Your goal
Please rescale the records from the line with "bathroom doorway visible from orbit." up to and including the line with "[3,96,256,292]", giving only those lines again with the requests included. Multiply every bounding box coordinate in the answers by 2.15 and round each result to a whole number, rounding halves up.

Region labeling records:
──────────

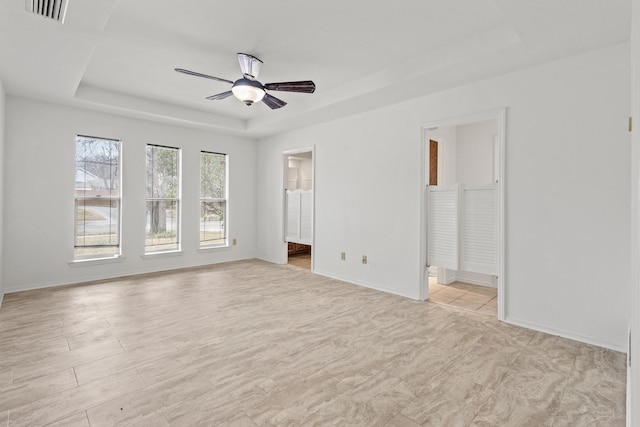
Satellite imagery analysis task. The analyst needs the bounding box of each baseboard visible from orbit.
[314,270,420,301]
[5,257,257,294]
[504,316,627,353]
[256,256,282,265]
[454,277,496,289]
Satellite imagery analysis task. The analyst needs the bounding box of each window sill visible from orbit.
[196,244,231,253]
[69,256,125,267]
[141,250,182,259]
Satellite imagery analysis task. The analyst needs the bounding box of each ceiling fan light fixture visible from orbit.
[231,78,265,105]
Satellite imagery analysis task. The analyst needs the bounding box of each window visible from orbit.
[145,145,180,253]
[200,151,227,247]
[74,135,120,259]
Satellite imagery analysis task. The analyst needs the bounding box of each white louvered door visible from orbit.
[285,191,300,242]
[460,184,498,275]
[427,185,460,270]
[285,190,313,245]
[427,184,498,275]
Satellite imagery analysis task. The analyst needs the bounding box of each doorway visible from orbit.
[283,147,315,270]
[420,109,505,320]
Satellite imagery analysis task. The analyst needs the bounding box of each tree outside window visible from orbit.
[145,145,180,253]
[200,151,228,247]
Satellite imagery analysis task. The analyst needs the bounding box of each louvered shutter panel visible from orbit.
[298,191,313,245]
[461,184,498,275]
[285,191,300,243]
[427,185,460,270]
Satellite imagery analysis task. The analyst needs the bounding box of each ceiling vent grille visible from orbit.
[26,0,69,24]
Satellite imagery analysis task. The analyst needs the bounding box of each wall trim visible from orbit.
[504,316,627,353]
[447,275,496,289]
[5,257,258,294]
[313,271,420,301]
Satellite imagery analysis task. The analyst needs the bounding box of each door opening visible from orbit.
[421,109,505,320]
[283,148,314,270]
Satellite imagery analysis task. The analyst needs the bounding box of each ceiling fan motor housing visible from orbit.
[231,77,265,105]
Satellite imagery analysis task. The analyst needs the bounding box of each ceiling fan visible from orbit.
[175,53,316,110]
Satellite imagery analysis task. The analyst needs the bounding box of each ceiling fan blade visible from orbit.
[175,68,233,84]
[264,80,316,93]
[238,53,262,80]
[262,93,287,110]
[207,90,232,101]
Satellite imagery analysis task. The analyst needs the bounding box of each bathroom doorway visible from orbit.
[421,110,504,319]
[283,148,314,270]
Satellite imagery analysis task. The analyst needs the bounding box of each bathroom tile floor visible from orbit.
[429,277,498,317]
[0,260,626,427]
[287,253,311,270]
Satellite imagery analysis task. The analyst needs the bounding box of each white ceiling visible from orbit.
[0,0,631,137]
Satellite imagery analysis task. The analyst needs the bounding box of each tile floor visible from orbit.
[429,277,498,317]
[0,260,626,427]
[288,253,311,270]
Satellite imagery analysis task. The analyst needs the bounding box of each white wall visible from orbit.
[258,44,630,350]
[621,0,640,427]
[0,78,6,305]
[456,120,498,185]
[3,96,256,292]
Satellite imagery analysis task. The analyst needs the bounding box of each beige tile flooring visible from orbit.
[429,277,498,317]
[0,260,626,427]
[288,253,311,270]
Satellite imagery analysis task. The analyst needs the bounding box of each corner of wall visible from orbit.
[0,76,6,307]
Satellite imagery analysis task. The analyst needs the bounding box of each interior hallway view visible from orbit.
[0,260,626,427]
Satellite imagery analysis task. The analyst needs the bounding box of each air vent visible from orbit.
[26,0,69,24]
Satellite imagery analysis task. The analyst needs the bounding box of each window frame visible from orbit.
[198,150,229,250]
[72,134,123,263]
[143,143,182,254]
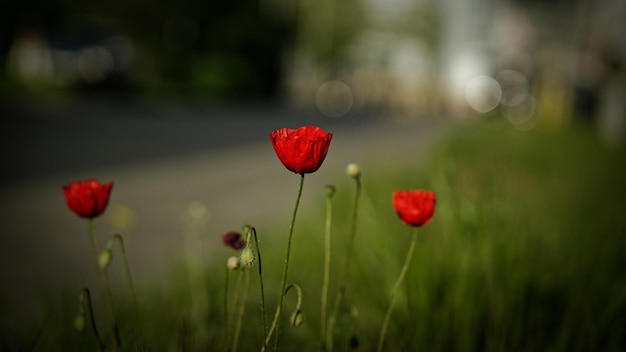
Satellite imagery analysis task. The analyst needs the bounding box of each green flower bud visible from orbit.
[326,185,337,197]
[226,257,241,270]
[291,309,304,328]
[346,163,361,178]
[98,248,113,270]
[239,247,256,267]
[74,313,86,332]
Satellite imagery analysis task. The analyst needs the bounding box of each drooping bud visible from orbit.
[346,163,361,178]
[325,185,337,197]
[222,231,246,250]
[226,257,241,270]
[98,248,113,270]
[291,309,304,328]
[239,246,256,267]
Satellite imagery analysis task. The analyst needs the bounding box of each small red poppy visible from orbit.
[222,231,246,250]
[63,178,113,218]
[393,190,436,226]
[270,126,333,175]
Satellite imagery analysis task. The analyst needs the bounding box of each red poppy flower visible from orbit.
[222,231,246,250]
[270,126,333,175]
[393,190,435,226]
[63,178,113,218]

──────────

Output for this task
Satellite imagery analysis task. The analyst needs the bounding box of each bathroom doorway visible from orbit.
[905,237,1084,686]
[608,318,675,581]
Satellite imagery analysis task. The analyst needs the bounding box of each bathroom tile floor visible from orbit.
[922,596,1071,682]
[0,559,1346,918]
[617,544,669,581]
Satellite imagery analysis task. The analyst needs the bounding box of each white ceiling visible from orbit.
[0,0,1357,295]
Satellite imagery analysis task. The analyst needs the bounding box of each tile floor visible from orbit.
[922,596,1071,682]
[0,559,1346,918]
[619,544,669,581]
Satellite imagery analysis task. The analyst needs the bounding box of each white wall visible from orbit.
[555,95,1355,753]
[1335,0,1376,918]
[0,168,13,656]
[980,258,1071,398]
[6,206,550,628]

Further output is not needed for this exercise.